_DIRECTION 1_. Quote the Press Council ruling on the John Bent complaint word for word, from its heading through its final sentence.
_DIRECTION 2_. In the records, print the lines from the one with "girl's cheek, written" up to and including the one with "x=1127 y=205", unchanged.
** BEGIN PASSAGE SHOWN **
JOHN BENT AGAINST MANAWATU STANDARD
The Press Council has not upheld a complaint from Mr John Bent of Palmerston North that the Manawatu Standard altered two of his letters to the editor in a way that changed their meaning and substance.Mr Bent said one had been altered with no acknowledgment, it had been abridged and he said the Evening Standard had an inconsistent approach to what it considered was derogatory or “name calling”.
The letters were written and published in August last year and February this year. Both Mr Bent and the editor had been advised that the August letter was outside the time limit for lodging complaints and therefore could not be considered a valid complaint.
Mr Bent’s February letter concerned a difference between the Palmerston North City Council and the Railway Land Action Group.
Mr Bent used a derogatory nickname for the Mayor and said it and other descriptions were an acceptable literary device to draw attention to the points he was making.
** END PASSAGE SHOWN **
** BEGIN SUPPLIED RECORDS **
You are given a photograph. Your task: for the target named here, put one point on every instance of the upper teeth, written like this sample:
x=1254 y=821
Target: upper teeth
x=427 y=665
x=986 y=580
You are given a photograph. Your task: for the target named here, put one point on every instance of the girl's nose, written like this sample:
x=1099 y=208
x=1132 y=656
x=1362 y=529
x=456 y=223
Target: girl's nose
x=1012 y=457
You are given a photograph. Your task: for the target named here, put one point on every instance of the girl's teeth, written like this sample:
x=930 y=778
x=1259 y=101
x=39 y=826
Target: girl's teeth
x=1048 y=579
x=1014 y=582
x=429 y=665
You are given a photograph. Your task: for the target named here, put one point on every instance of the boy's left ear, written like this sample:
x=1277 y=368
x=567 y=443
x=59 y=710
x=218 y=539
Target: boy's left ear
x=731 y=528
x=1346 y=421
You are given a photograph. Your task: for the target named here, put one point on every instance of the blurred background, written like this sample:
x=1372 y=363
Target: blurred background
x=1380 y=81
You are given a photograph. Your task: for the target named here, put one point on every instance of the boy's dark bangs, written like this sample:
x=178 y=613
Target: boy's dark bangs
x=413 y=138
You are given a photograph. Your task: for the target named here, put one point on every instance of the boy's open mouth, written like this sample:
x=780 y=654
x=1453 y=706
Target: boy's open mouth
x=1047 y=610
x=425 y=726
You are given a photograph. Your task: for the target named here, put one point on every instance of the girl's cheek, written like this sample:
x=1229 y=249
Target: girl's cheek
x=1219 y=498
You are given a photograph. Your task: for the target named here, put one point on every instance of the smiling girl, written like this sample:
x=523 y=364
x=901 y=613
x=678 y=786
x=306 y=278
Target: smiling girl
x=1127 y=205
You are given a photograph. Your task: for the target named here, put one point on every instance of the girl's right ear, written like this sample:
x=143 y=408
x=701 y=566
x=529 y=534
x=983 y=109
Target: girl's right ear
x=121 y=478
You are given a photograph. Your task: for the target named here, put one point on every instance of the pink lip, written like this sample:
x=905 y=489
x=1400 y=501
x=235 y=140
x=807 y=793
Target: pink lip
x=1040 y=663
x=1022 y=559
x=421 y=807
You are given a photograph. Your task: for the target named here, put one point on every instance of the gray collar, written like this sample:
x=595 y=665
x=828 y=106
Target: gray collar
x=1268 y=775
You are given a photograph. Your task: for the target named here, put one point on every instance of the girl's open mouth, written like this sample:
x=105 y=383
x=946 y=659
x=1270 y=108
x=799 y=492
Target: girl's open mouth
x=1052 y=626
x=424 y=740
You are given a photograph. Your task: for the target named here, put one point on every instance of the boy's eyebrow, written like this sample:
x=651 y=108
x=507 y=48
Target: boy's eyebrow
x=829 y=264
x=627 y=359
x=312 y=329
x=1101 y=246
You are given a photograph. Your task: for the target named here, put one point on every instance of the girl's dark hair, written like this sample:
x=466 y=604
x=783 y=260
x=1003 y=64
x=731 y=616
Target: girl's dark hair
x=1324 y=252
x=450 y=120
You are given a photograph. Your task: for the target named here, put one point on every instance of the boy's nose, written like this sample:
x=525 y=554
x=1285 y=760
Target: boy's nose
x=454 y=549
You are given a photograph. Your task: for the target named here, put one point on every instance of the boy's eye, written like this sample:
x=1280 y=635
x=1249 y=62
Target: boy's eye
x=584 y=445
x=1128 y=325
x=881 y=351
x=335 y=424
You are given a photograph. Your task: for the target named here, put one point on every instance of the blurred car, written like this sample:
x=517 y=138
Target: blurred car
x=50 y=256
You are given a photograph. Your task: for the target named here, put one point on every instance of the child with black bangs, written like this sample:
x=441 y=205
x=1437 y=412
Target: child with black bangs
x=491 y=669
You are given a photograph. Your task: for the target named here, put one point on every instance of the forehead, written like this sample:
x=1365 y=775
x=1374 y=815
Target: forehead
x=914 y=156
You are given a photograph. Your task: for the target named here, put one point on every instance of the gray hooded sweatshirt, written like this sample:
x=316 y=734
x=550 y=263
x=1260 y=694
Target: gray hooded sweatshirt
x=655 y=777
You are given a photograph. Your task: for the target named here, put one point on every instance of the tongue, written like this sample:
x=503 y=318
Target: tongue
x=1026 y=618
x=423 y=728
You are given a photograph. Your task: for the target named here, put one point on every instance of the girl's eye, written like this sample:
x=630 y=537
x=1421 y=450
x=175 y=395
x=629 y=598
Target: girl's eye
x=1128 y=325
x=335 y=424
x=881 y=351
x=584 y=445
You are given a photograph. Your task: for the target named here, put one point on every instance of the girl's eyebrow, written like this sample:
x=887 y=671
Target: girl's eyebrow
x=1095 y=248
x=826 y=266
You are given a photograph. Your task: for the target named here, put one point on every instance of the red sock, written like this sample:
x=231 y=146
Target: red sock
** END SUPPLIED RECORDS **
_OUTPUT 1_.
JOHN BENT AGAINST MANAWATU STANDARD
The Press Council has not upheld a complaint from Mr John Bent of Palmerston North that the Manawatu Standard altered two of his letters to the editor in a way that changed their meaning and substance.Mr Bent said one had been altered with no acknowledgment, it had been abridged and he said the Evening Standard had an inconsistent approach to what it considered was derogatory or “name calling”.
The letters were written and published in August last year and February this year. Both Mr Bent and the editor had been advised that the August letter was outside the time limit for lodging complaints and therefore could not be considered a valid complaint.
Mr Bent’s February letter concerned a difference between the Palmerston North City Council and the Railway Land Action Group.
Mr Bent used a derogatory nickname for the Mayor and said it and other descriptions were an acceptable literary device to draw attention to the points he was making.

_OUTPUT 2_.
You are given a photograph. Your task: for the target named here, put one point on every instance of the girl's cheek, written like this sample:
x=1229 y=249
Target: girl's cheek
x=1219 y=498
You are given a photograph. Your task: for the target named here, put one point on every instance of the smiling girl, written like this sample:
x=523 y=364
x=901 y=613
x=678 y=786
x=306 y=278
Target: smiling girl
x=1127 y=205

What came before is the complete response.